[Object location annotation data]

☆ ☆ ☆ ☆ ☆ ☆ ☆

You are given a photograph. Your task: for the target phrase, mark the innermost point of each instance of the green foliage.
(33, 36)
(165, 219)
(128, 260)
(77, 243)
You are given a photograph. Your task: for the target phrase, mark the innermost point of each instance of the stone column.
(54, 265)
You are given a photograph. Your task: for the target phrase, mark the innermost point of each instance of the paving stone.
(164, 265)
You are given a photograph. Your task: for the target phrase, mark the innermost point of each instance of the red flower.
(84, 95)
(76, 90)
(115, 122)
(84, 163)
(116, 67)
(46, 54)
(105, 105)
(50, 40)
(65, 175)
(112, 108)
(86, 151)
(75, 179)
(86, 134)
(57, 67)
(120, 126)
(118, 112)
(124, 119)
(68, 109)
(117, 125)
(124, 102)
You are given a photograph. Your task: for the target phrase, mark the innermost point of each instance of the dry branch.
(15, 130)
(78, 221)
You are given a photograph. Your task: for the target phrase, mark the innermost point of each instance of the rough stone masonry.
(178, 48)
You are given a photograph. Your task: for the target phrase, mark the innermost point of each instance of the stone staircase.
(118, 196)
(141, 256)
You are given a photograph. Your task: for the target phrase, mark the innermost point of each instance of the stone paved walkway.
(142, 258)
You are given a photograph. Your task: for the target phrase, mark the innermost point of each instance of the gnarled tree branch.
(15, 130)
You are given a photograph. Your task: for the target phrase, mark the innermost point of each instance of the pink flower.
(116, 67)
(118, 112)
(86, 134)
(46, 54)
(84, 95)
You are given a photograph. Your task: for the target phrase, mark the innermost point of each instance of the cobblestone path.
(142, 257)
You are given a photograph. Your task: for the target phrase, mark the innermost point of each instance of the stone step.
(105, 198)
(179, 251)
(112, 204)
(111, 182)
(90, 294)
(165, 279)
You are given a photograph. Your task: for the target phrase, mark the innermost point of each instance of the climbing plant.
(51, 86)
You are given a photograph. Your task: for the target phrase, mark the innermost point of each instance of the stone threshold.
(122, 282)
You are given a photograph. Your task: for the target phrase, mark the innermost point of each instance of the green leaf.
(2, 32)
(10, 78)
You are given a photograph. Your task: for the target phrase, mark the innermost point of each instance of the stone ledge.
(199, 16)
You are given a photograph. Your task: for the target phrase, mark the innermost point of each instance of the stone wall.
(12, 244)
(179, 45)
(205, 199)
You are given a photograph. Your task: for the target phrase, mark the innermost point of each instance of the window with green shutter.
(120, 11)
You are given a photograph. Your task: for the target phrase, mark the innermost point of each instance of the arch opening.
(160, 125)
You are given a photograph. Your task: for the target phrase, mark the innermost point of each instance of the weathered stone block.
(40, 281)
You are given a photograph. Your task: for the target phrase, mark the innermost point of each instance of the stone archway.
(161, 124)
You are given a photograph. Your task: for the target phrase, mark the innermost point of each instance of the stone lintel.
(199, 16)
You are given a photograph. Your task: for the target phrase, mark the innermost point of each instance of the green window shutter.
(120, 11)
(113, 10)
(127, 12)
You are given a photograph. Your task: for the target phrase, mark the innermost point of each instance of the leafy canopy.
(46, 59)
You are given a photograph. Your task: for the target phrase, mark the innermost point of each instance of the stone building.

☆ ☆ ☆ ☆ ☆ ☆ ☆

→ What you need to do: Recast the part of the data from the line containing "the stone wall." through the end of the data as a numbered list, one line per entry. Include both end lines and omit blank lines.

→ Complete answer:
1. You are given a photograph. Your task: for the target phrase, mark the innermost point of each instance of the stone wall.
2. (12, 244)
3. (179, 45)
4. (205, 199)
5. You are given a photograph. Your task: for the target phrase, mark the innermost point of each instance of the window with green shutter.
6. (120, 11)
7. You are given a photograph. Your task: for the target phrase, mark the innermost point of each instance of the arch opening.
8. (160, 125)
9. You are given a photograph. Your task: for the target phrase, mark the innermost point of each instance of the weathered stone block.
10. (40, 281)
11. You are given a photograph. Your task: for the target phrase, mark the innermost point of each instance of the stone archway.
12. (161, 124)
13. You are given a photograph. Your task: for the target phrase, mark the innermost point of each instance of the stone lintel.
14. (199, 16)
15. You are given a photograph. Your task: for the target phrase, mark the innermost point of each instance of the green window shutter.
16. (120, 11)
17. (113, 10)
18. (127, 12)
19. You are given a photograph. Your task: for the target phrase, mark the innermost point of each instance of the leafy canopy.
20. (46, 59)
21. You are given a photograph. Your task: for the target phrase, mark the innermost point of each instance of the stone building.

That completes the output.